▶ _Items from a data source_
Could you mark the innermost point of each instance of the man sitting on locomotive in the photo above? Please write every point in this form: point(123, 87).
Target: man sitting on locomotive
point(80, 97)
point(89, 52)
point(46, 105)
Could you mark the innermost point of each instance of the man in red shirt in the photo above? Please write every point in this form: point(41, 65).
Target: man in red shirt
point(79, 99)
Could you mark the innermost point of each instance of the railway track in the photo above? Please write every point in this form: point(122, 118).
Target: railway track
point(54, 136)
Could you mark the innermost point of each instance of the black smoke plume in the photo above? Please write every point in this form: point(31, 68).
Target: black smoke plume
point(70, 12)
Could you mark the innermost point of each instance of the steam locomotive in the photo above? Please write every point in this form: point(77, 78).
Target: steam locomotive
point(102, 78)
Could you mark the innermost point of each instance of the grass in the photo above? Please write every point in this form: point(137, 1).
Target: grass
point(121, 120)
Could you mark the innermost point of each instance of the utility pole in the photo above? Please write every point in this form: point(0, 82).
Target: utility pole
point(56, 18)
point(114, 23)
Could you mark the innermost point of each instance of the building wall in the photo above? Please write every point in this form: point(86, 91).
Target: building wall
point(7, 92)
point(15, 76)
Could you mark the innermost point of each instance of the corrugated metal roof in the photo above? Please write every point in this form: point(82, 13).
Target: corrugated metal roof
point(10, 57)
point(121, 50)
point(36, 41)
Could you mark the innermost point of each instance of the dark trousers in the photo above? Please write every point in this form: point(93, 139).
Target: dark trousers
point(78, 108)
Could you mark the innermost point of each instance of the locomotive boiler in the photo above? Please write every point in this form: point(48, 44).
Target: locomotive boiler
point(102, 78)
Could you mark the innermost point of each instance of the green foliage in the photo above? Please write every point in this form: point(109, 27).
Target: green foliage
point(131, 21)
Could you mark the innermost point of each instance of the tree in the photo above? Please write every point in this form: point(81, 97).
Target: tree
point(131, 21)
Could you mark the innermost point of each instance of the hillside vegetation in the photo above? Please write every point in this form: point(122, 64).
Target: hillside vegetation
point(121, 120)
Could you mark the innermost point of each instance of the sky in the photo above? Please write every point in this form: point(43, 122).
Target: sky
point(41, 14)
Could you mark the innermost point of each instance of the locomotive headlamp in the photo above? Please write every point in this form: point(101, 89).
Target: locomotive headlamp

▶ _Task requirements_
Can you restate every record above word for word?

▶ _Answer for the task_
Could you mark the innermost point of each instance of the man sitting on locomotive in the photo above? Please write every point in this form: point(123, 87).
Target: man sitting on locomotive
point(80, 97)
point(89, 52)
point(46, 105)
Could you mark the innermost point of each instance of the man in red shirt in the photo above? Please write every point in this form: point(41, 65).
Target: man in red shirt
point(79, 99)
Could you mark the innermost point of each instance of the railway track in the photo above? Please write every point in this form: point(122, 118).
Target: railway track
point(54, 136)
Could you mark the innermost point of each instance of the black smoke plume in the photo above? Please write every point in this form: point(31, 68).
Target: black smoke plume
point(70, 12)
Could you mark the innermost point of each instance of the steam locomotive in the photo above? Please write every point in this form: point(77, 78).
Target: steam locomotive
point(102, 78)
Could you mark the innermost point of each instance of the grass in the photo above? Please write every point in this form: point(137, 1).
Target: grass
point(121, 120)
Could you mark the innermost point of each instance of the utility pole in the photo above? Please write every point in this form: point(0, 82).
Target: utility pole
point(56, 18)
point(114, 23)
Could you mark the innermost point of each instance of the building wall in the photo above? Please write every point in this form: point(86, 91).
Target: building wall
point(7, 92)
point(15, 76)
Could you mark the innermost point of each instance of the corrugated metal roof in the photo above? Please write every point in this form: point(82, 13).
Target: corrugated metal roof
point(10, 57)
point(121, 50)
point(36, 41)
Could you mark the innermost point of each instance of the dark trousers in the photo above? Please write every point in this form: point(93, 139).
Target: dark trousers
point(78, 108)
Could you mark the innermost point of each instance of the locomotive boiler in the photo above? Please write every point in this form: point(48, 44).
Target: locomotive boiler
point(102, 78)
Could you mark the innermost point of each instance of the green foliage in the photo above? Please write every point in this form: point(109, 27).
Target: green foliage
point(131, 21)
Could you mark the innermost point of each instance of the tree in the photo above? Please write every point in this form: point(81, 97).
Target: tree
point(131, 21)
Could you mark the innermost point of each instance of the hillside vegetation in the photo above? Please write every point in this form: point(122, 64).
Target: hillside vegetation
point(121, 120)
Could you mark the innermost point of each instance of the sky in the photo above? Please write every point in this form: point(43, 122).
Target: sky
point(41, 14)
Could you mark the innermost point of each instance of the locomotive headlamp in the photo above? Please write every point in this form: point(101, 89).
Target: locomotive headlamp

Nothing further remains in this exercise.